Data extracts section start

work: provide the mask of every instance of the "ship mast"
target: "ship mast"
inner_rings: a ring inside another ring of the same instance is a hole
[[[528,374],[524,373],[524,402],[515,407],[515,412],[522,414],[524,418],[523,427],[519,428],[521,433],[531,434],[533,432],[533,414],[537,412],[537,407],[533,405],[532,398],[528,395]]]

Data extracts section end
Data extracts section start

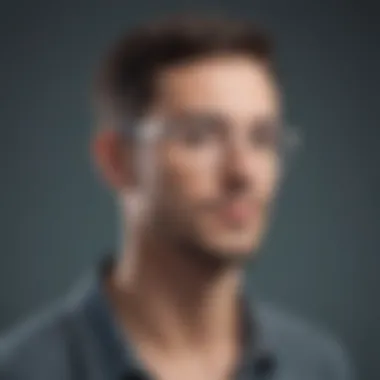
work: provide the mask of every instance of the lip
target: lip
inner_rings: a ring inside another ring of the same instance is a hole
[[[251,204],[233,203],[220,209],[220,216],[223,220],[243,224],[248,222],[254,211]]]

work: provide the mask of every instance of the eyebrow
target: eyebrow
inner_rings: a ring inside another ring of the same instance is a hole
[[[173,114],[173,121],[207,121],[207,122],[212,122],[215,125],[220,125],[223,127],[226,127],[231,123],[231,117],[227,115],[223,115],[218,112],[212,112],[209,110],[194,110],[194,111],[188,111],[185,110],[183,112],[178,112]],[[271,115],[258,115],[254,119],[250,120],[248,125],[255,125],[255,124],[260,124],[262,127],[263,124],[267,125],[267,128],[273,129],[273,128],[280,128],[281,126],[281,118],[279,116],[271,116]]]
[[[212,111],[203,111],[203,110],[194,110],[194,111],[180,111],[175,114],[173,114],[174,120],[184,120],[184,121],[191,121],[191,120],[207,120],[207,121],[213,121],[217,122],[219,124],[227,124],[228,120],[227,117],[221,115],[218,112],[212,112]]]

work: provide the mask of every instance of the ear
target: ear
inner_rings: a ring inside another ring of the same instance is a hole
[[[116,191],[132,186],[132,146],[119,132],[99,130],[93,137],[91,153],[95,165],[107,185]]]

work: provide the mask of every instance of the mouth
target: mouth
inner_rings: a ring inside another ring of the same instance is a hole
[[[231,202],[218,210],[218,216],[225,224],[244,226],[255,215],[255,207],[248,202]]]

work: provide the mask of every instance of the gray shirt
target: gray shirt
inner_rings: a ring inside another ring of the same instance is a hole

Data extracts section end

- _Exercise description_:
Using the listing above, say how many of its lines include "ship", offering nothing besides the number.

- _Exercise solution_:
2